-- EXERCISE DATA --
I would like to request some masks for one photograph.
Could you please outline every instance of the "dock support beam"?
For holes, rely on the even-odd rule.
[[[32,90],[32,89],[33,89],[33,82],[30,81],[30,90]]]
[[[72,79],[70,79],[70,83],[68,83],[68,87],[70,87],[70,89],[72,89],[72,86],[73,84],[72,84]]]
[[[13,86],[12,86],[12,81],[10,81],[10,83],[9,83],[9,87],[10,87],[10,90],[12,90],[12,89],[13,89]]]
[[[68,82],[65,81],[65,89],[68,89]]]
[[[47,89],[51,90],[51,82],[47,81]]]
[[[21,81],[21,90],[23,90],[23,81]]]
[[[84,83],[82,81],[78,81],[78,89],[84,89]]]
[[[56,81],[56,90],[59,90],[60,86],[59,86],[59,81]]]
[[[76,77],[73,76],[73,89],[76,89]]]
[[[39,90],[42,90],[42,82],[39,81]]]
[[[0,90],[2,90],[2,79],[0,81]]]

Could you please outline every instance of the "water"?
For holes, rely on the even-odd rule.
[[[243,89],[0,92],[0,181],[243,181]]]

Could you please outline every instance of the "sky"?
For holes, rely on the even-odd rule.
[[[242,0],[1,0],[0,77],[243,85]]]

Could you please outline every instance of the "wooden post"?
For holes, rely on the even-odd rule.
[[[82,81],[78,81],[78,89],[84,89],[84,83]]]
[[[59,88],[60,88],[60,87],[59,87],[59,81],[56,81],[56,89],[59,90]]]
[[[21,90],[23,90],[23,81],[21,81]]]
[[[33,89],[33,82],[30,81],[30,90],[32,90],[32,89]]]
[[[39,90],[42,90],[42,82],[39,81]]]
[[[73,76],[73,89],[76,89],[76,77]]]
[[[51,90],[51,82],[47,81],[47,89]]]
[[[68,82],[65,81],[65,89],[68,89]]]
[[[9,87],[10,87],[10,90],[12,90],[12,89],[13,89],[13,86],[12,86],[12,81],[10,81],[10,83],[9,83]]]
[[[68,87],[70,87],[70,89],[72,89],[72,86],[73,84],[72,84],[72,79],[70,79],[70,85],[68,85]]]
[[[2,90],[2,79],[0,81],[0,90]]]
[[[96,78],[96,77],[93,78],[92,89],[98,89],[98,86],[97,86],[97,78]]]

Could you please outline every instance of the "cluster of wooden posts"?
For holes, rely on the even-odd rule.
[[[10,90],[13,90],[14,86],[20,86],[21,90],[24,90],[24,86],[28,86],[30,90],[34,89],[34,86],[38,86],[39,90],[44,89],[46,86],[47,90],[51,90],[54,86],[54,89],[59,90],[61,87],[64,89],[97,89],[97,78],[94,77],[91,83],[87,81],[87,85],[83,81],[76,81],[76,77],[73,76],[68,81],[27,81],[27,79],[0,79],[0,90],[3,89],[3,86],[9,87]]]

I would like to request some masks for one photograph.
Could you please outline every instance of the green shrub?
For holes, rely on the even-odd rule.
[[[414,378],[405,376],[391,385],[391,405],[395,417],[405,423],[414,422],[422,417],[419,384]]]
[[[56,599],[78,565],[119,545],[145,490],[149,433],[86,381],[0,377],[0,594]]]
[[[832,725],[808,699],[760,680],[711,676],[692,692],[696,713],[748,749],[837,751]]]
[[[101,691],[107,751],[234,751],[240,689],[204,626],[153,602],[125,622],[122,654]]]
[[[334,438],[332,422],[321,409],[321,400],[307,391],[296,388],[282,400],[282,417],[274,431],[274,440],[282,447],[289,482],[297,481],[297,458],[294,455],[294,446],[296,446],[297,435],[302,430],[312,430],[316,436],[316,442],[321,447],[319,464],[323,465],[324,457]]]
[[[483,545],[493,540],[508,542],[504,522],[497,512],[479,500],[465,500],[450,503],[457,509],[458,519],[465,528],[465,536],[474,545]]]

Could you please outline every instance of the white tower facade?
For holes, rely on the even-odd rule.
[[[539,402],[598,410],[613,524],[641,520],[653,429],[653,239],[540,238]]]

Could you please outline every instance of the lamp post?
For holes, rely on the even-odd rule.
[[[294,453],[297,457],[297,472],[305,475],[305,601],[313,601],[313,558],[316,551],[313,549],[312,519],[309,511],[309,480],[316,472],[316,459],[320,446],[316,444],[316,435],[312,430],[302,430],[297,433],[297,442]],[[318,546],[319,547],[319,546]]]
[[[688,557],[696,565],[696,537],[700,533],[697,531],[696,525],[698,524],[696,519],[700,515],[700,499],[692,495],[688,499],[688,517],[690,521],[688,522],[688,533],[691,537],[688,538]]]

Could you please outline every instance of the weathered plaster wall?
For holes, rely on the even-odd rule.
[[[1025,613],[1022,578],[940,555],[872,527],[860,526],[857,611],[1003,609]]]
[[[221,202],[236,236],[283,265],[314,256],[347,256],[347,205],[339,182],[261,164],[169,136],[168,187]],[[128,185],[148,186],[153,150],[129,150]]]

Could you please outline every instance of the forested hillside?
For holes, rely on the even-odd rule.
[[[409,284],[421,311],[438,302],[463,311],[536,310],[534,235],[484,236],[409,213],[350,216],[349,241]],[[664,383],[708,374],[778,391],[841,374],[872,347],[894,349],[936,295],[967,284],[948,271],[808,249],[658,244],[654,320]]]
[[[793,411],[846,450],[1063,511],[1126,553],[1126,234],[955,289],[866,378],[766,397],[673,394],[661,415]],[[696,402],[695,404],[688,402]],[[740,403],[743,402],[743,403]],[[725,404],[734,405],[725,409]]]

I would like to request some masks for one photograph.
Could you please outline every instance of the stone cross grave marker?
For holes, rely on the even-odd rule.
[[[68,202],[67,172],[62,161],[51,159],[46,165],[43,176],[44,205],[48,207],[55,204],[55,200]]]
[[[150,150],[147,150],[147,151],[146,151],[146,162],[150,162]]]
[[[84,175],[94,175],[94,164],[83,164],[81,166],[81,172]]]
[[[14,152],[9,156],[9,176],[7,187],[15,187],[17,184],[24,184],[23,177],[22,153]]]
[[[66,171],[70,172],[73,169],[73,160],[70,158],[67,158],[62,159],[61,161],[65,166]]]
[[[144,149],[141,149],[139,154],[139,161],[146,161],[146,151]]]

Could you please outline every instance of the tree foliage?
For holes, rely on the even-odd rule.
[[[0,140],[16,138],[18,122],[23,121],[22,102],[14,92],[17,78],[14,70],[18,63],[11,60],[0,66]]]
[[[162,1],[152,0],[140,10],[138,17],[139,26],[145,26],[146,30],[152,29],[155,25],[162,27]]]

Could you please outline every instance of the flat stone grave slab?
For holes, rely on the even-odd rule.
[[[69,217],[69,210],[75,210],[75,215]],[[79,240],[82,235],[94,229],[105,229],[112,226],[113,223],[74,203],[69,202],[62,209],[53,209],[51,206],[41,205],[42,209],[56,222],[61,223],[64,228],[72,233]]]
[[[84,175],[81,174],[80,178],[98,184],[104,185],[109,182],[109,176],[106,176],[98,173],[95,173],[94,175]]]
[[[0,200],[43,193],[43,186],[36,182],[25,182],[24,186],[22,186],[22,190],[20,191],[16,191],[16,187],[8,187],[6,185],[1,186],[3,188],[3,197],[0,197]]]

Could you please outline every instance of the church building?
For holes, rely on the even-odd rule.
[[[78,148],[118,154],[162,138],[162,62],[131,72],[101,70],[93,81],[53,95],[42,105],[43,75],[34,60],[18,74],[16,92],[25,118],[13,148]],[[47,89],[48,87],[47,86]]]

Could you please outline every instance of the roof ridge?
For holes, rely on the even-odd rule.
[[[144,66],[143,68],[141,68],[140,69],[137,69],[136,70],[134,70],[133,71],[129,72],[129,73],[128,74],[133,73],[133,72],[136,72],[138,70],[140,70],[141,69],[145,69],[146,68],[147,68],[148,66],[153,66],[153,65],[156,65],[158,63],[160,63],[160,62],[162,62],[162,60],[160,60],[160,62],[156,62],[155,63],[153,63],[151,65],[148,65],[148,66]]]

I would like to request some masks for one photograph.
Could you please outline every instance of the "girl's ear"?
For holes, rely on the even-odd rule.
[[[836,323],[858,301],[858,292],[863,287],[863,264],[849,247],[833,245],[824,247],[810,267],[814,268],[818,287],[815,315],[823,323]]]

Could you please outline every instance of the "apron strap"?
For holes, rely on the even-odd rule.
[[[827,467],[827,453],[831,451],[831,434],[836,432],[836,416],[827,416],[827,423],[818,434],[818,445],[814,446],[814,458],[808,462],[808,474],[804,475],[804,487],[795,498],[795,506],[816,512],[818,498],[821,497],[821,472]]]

-- GIVEN REQUEST --
Could you rewrite the listing from its first line through the line holding "[[[84,83],[82,81],[78,81],[78,89],[84,89]]]", inclusive, changing "dock support beam" to "pier piling" and leaving everything else as it is?

-- PROBLEM SOLUTION --
I would like to request some masks for one photograph.
Could you please outline every instance of the "pier piling"?
For holes, rely on the even-odd rule.
[[[32,90],[32,89],[33,89],[33,82],[30,81],[30,90]]]
[[[72,79],[70,79],[70,83],[68,83],[68,87],[70,87],[70,89],[72,89],[72,86],[73,84],[72,84]]]
[[[13,86],[12,86],[12,81],[10,81],[10,83],[9,83],[9,87],[10,87],[10,90],[12,90],[12,89],[13,89]]]
[[[68,82],[65,81],[65,89],[68,89]]]
[[[47,89],[51,90],[51,82],[47,81]]]
[[[21,81],[21,90],[23,90],[23,81]]]
[[[84,83],[82,81],[78,81],[78,89],[84,89]]]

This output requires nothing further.